→ **TASK INPUT**
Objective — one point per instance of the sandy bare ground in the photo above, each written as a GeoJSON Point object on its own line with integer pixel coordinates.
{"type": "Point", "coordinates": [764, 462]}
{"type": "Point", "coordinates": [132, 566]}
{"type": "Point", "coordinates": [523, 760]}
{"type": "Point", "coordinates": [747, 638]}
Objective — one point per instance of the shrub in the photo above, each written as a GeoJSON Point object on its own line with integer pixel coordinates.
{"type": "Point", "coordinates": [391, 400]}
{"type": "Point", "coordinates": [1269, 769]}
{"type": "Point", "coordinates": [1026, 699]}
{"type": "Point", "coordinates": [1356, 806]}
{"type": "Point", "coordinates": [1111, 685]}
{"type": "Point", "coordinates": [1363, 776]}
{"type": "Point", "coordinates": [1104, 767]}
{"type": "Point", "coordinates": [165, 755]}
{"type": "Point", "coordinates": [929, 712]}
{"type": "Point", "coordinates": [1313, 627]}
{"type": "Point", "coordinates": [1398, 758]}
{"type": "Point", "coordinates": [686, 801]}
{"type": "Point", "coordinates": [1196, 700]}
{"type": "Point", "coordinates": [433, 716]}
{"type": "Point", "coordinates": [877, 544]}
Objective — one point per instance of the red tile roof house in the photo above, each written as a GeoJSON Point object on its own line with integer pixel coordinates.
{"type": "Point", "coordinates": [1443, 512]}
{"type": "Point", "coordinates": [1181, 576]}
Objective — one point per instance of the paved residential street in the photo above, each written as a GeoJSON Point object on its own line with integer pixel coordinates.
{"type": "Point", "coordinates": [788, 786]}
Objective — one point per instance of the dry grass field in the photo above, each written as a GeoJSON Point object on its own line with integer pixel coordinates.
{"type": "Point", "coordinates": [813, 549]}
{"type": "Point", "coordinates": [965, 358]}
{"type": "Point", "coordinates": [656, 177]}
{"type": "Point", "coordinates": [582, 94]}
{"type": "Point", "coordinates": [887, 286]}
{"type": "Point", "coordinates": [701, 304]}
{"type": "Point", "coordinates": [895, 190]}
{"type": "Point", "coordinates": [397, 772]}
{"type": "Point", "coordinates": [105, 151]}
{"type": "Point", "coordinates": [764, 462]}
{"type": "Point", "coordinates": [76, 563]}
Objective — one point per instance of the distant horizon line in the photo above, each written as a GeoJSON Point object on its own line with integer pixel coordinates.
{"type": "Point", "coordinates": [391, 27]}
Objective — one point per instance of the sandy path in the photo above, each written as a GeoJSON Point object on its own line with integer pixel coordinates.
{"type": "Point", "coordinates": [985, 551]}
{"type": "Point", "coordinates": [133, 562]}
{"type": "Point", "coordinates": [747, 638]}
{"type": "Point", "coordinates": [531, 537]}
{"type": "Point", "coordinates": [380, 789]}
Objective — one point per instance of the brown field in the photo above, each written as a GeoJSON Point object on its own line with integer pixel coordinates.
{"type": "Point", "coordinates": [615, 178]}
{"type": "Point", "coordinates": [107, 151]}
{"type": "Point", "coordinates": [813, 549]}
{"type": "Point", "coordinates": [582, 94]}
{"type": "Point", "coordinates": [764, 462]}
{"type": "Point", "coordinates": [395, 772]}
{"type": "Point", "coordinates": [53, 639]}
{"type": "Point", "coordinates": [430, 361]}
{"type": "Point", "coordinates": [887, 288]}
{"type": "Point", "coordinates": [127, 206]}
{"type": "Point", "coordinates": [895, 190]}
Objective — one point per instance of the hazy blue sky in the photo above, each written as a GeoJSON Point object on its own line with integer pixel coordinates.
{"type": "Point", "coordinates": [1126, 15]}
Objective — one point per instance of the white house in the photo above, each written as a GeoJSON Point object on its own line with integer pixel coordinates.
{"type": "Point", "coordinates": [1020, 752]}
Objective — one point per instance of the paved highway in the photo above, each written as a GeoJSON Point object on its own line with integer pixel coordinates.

→ **WHAT IS NEEDED**
Once you have read the data, copy all of it out exactly.

→ **RESPONSE TO THIS EXERCISE**
Objective — one point per instance of the sandy bare ground in the photo above, each written as a GeoJSON Point object on its own line with integer pixel coordinates.
{"type": "Point", "coordinates": [764, 462]}
{"type": "Point", "coordinates": [132, 566]}
{"type": "Point", "coordinates": [523, 760]}
{"type": "Point", "coordinates": [747, 638]}
Objective — one point per instance of the shrub in the photo above, each written as a GeoJSON Point object on its own line with integer pixel coordinates.
{"type": "Point", "coordinates": [391, 400]}
{"type": "Point", "coordinates": [1269, 769]}
{"type": "Point", "coordinates": [1026, 699]}
{"type": "Point", "coordinates": [1356, 806]}
{"type": "Point", "coordinates": [1111, 685]}
{"type": "Point", "coordinates": [1363, 776]}
{"type": "Point", "coordinates": [1104, 767]}
{"type": "Point", "coordinates": [165, 755]}
{"type": "Point", "coordinates": [929, 712]}
{"type": "Point", "coordinates": [1313, 627]}
{"type": "Point", "coordinates": [1398, 758]}
{"type": "Point", "coordinates": [686, 801]}
{"type": "Point", "coordinates": [1196, 700]}
{"type": "Point", "coordinates": [433, 716]}
{"type": "Point", "coordinates": [877, 544]}
Objective — one point per instance of the red tile roof house in the photo above, each written as a GeoJSON Point object on its own line with integer pixel coordinates.
{"type": "Point", "coordinates": [1443, 512]}
{"type": "Point", "coordinates": [1181, 576]}
Objective — one point per instance of the paved residential street in the photo above, each written as a GeoJSON Point object on its own line with integer pixel coordinates.
{"type": "Point", "coordinates": [788, 786]}
Objective — one point per instance of the dry grass field in the photo above, each written as a GeoJSON Point object on its own line with integer pixel coordinates.
{"type": "Point", "coordinates": [813, 549]}
{"type": "Point", "coordinates": [965, 358]}
{"type": "Point", "coordinates": [656, 177]}
{"type": "Point", "coordinates": [582, 94]}
{"type": "Point", "coordinates": [887, 286]}
{"type": "Point", "coordinates": [701, 304]}
{"type": "Point", "coordinates": [895, 190]}
{"type": "Point", "coordinates": [397, 772]}
{"type": "Point", "coordinates": [105, 151]}
{"type": "Point", "coordinates": [764, 462]}
{"type": "Point", "coordinates": [76, 563]}
Objective — one point per instance of the distant horizon line in the photo above, each written as a GeoJSON Point object on its own line with integer pixel coordinates.
{"type": "Point", "coordinates": [391, 27]}
Objective — one point per instance of the sandy path in the photo above, each written as a GeoJSON Point object on its own line with integer pixel coordinates.
{"type": "Point", "coordinates": [985, 551]}
{"type": "Point", "coordinates": [133, 562]}
{"type": "Point", "coordinates": [747, 638]}
{"type": "Point", "coordinates": [531, 537]}
{"type": "Point", "coordinates": [380, 789]}
Objective — one point per instance of the brown field in the photo above, each written as a GeoJSON Point object on its own line with integer pixel coordinates.
{"type": "Point", "coordinates": [615, 178]}
{"type": "Point", "coordinates": [107, 151]}
{"type": "Point", "coordinates": [813, 549]}
{"type": "Point", "coordinates": [582, 94]}
{"type": "Point", "coordinates": [764, 462]}
{"type": "Point", "coordinates": [395, 772]}
{"type": "Point", "coordinates": [53, 639]}
{"type": "Point", "coordinates": [430, 361]}
{"type": "Point", "coordinates": [887, 288]}
{"type": "Point", "coordinates": [127, 206]}
{"type": "Point", "coordinates": [895, 190]}
Objective — one point per instance of the hazy blue sky in the photo above, each written as a GeoJSON Point object on its own line with integer pixel coordinates.
{"type": "Point", "coordinates": [1126, 15]}
Objective — one point per instance of the white house in the photo above, each written as a GeoJSON Point object on its own line with integer pixel coordinates.
{"type": "Point", "coordinates": [1020, 752]}
Objective — one point per instance of the paved highway in the photo above, each written as a GeoJSON Point object on its own line with integer pixel coordinates.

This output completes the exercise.